GIVEN INSTRUCTION: Write out the part of the data that opens with the line containing "Note to the class: find the white" and closes with the line containing "(1042, 684)", keeping every character as it stands and including both end lines.

SUPPLIED INFORMATION:
□ □ □ □ □

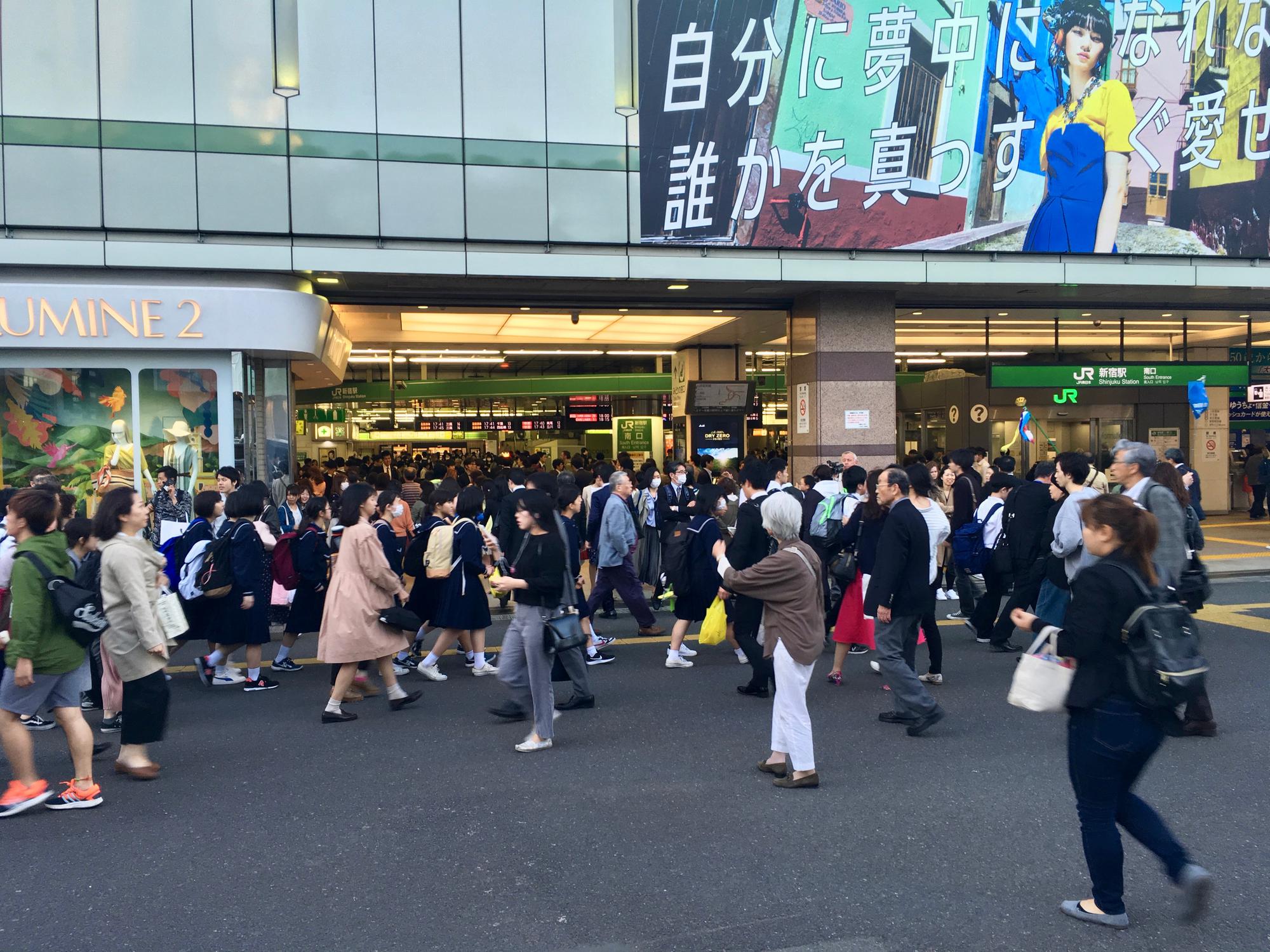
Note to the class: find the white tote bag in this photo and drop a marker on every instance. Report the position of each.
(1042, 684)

□ □ □ □ □

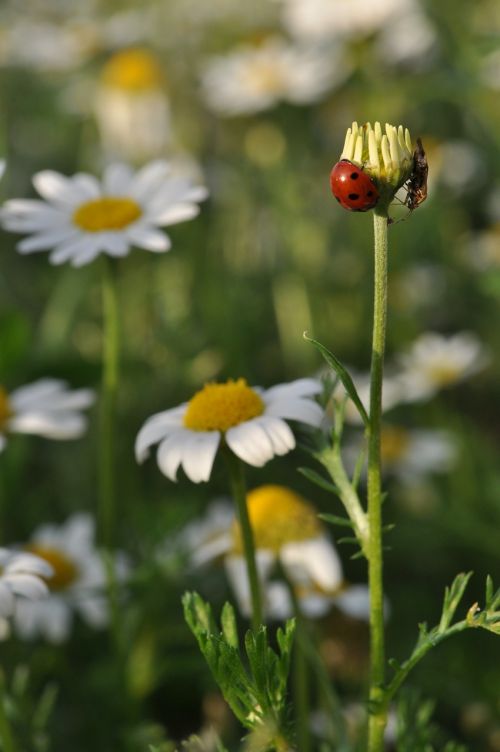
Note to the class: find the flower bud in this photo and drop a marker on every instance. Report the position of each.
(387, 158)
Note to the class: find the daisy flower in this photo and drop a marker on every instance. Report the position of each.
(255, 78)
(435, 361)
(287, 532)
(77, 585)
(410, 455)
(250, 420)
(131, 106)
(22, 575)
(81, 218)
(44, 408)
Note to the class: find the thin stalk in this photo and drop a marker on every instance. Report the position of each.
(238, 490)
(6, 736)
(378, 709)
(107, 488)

□ □ □ □ □

EXERCISE ANSWER:
Note to the class: find the white tote bag in this photo and drop a marker on every instance. Report the position of each.
(1042, 684)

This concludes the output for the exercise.